*** Opening TEXT SHOWN ***

When reading articles or hearing about products, you may often come across individuals or companies disclosing a relationship with products recommended. So what is a conflict of interest (COI)?
The gist of the COI is to define to the reader of an article circumstances that could potentially create a risk to professional judgment or actions that could be influenced by secondary interests. Stating a COI does not imply impropriety. It just means there is the potential for it.
Stating the COI for a researcher is a fact of life and most conflicts are difficult to avoid. For example, an Orthopaedic surgeon designing the perfect implant for a surgical procedure they routinely perform based on their expertise will likely financially benefit from its use in the procedures performed. The surgeon will disclose this to their patients - to build trust. The goal is to protect the professional integrity. If a financial or other association is found afterwards without earlier disclosure, this will only serve to erode public trust more so than if this was pre-empted.
Federally funded research was more prevalent post WW2. Commercial funding grew in the 1970s and 1980s which led to relationships between researchers and the private sector. With the rise in commercial funding came a rise in concerns and scrutiny over commercial bias in research. There is also an understanding that this funding is necessary and we all benefit in many ways from this research. Researchers and institutions have learned that by disclosing this information ahead of time they can effectively self-police and maintain the integrity of their publications. Research still must be reviewed and approved by an institutions IRB or institutional review board. By adding these layers, there is an attempt to internally further regulate projects to ensure their scientific validity.
To answer your question- this type of conflict of interest is not problematic, it’s inevitable. Addressing the COI is a reality of the state of modern research by understanding and directly addressing the complexity of funding sources in addition to financial and personal benefit.

*** Closing TEXT SHOWN ***

### EXERCISE
Decide whether each statement agrees with the text on conflicts of interest, answering yes or no and quoting the words from the text that settle it. (a) Stating a conflict of interest implies impropriety. (b) Commercial funding grew in the 1970s and 1980s. (c) The text calls this type of conflict of interest problematic. The listing plays no part in the work here.

*** Opening ENTRIES SUPPLIED ***

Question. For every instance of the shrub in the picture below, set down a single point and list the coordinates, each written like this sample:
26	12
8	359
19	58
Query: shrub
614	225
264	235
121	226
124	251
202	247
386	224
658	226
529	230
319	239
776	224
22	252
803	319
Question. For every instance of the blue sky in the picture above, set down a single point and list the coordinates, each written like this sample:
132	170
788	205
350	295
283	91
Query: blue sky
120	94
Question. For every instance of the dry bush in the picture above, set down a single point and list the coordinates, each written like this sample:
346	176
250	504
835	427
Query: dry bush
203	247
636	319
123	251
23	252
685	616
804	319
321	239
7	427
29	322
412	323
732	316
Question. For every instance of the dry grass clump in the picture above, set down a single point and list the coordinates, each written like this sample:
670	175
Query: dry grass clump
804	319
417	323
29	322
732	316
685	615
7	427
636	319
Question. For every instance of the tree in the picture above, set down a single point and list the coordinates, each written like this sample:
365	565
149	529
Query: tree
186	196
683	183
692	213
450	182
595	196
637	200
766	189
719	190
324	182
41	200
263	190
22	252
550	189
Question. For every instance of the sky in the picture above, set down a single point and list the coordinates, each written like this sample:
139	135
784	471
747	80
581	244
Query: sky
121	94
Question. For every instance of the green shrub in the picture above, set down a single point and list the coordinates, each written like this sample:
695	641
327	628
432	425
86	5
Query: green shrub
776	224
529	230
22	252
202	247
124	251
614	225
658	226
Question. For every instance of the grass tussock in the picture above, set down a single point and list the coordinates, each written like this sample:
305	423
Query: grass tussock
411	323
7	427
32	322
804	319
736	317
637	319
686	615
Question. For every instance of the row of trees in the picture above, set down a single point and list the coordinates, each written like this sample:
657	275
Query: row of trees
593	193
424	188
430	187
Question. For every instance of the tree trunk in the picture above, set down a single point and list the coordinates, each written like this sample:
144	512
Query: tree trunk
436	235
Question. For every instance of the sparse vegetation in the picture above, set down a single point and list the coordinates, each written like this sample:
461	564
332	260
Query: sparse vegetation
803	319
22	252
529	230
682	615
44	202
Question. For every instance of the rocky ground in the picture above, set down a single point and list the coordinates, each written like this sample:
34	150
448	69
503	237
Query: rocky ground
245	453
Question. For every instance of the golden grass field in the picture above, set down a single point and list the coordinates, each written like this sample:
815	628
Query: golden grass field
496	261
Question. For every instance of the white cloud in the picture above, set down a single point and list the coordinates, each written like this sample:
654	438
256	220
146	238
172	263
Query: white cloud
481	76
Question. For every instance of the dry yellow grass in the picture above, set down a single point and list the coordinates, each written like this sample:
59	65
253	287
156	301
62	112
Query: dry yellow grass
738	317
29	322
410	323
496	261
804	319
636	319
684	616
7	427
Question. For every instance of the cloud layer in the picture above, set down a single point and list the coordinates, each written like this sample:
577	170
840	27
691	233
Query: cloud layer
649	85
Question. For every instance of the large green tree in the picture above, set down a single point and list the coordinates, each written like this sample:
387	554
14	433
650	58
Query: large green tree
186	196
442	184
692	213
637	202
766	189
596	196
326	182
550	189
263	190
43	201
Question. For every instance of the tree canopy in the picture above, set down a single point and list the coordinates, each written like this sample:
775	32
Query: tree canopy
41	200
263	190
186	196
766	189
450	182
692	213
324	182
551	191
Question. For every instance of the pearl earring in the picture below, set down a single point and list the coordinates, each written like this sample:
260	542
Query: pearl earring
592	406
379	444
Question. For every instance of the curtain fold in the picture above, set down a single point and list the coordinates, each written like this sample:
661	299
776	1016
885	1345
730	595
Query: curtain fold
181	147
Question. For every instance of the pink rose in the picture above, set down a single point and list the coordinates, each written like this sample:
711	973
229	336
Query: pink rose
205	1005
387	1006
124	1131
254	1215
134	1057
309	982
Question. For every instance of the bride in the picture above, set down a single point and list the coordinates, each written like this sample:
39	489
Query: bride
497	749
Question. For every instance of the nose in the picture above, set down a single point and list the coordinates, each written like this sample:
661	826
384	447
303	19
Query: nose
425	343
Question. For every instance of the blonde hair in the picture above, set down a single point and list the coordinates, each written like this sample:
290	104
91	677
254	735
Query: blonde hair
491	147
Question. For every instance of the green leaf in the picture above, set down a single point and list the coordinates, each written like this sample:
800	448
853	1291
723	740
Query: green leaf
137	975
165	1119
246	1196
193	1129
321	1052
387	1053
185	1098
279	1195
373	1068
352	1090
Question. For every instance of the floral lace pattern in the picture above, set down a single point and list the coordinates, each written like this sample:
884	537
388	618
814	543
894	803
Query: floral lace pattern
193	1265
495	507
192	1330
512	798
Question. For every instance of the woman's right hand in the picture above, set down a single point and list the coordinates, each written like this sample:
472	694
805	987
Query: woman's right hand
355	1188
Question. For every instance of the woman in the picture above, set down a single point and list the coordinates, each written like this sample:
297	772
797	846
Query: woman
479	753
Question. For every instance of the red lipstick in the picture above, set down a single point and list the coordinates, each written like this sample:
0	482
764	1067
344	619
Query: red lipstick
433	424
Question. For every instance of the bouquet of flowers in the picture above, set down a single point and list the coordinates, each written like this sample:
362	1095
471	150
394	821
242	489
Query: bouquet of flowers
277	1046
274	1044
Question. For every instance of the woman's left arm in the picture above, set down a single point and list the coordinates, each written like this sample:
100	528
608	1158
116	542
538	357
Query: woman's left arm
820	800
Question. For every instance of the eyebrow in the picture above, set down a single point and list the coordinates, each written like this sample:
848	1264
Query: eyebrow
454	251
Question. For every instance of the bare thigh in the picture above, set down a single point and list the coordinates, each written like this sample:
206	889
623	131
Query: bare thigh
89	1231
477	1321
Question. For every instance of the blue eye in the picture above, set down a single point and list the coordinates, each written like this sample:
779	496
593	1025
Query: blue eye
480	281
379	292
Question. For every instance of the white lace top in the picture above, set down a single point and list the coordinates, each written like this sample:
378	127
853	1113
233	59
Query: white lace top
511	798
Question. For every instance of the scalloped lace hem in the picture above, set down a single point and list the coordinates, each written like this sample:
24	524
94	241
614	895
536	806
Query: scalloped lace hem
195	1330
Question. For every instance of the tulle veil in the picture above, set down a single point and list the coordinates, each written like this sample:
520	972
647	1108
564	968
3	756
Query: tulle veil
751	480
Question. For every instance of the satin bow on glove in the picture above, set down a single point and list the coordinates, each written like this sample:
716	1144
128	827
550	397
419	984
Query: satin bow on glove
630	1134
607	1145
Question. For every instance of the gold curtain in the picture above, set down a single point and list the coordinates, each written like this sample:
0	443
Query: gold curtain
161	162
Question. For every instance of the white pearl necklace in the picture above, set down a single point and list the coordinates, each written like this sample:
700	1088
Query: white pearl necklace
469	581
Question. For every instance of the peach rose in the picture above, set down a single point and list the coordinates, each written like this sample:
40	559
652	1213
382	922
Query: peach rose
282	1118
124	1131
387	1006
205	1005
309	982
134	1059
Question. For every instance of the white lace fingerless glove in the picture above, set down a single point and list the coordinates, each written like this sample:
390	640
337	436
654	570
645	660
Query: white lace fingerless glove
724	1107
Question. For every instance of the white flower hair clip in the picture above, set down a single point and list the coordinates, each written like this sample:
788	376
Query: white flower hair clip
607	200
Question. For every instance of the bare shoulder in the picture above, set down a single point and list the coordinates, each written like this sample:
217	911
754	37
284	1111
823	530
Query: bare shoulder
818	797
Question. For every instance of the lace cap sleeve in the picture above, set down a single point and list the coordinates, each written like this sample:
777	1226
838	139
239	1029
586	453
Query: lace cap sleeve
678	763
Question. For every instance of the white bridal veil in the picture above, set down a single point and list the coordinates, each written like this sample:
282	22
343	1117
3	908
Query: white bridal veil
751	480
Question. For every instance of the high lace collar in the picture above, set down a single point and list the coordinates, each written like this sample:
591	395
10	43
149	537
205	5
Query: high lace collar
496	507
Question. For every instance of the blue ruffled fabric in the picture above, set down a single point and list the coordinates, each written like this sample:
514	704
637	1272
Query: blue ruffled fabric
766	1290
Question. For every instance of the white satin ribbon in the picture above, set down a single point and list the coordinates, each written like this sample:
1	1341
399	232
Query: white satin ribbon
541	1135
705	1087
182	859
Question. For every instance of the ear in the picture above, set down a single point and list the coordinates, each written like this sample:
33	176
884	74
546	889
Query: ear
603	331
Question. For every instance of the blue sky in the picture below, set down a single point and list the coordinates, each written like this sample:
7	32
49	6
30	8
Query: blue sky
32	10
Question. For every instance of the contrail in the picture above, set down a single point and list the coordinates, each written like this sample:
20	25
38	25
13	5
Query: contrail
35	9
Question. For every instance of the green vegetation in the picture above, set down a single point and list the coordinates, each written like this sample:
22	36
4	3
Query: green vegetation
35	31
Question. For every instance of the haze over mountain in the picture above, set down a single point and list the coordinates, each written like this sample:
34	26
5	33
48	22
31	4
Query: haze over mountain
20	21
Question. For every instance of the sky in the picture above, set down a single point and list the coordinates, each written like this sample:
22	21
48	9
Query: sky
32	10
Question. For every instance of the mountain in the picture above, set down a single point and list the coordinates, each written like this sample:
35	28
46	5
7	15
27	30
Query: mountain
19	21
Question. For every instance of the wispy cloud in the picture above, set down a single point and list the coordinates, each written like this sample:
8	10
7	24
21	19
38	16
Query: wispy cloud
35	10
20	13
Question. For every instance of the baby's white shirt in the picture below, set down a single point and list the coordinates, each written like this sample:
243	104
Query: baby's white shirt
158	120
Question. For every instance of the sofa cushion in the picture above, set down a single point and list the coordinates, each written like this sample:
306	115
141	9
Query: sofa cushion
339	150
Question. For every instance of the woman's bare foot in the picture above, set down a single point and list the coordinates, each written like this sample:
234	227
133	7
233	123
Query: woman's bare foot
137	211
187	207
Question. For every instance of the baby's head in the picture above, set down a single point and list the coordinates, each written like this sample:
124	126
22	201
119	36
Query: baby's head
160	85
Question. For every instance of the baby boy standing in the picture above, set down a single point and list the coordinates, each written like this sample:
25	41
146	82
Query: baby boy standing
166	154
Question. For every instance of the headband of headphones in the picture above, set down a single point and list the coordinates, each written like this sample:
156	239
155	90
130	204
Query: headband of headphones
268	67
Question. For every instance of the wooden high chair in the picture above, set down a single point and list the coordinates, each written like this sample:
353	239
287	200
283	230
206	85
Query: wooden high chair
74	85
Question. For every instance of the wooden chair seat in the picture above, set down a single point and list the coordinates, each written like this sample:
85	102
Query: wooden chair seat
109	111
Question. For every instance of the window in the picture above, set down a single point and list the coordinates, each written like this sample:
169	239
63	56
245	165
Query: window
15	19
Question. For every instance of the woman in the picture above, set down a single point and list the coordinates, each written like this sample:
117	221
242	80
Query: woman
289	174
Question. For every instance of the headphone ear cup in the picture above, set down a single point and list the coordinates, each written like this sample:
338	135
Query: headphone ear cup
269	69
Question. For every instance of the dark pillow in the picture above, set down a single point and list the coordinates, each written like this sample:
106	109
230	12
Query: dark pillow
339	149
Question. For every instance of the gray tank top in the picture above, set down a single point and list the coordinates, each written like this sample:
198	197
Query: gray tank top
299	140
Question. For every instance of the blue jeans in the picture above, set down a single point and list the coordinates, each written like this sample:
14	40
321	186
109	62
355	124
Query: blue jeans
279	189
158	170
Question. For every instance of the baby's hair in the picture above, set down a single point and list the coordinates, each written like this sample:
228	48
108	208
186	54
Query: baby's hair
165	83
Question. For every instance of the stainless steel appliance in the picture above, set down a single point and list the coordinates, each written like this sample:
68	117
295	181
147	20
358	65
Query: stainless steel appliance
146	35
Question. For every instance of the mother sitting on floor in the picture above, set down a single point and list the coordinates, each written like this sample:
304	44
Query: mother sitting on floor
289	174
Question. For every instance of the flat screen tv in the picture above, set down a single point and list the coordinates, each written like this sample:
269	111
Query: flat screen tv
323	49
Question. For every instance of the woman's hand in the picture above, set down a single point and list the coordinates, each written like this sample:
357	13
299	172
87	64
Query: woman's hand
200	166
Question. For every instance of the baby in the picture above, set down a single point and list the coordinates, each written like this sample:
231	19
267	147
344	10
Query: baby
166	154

*** Closing ENTRIES SUPPLIED ***

### RESPONSE BOX
(a) No: "Stating a COI does not imply impropriety."
(b) Yes: "Commercial funding grew in the 1970s and 1980s"
(c) No: "this type of conflict of interest is not problematic, it’s inevitable."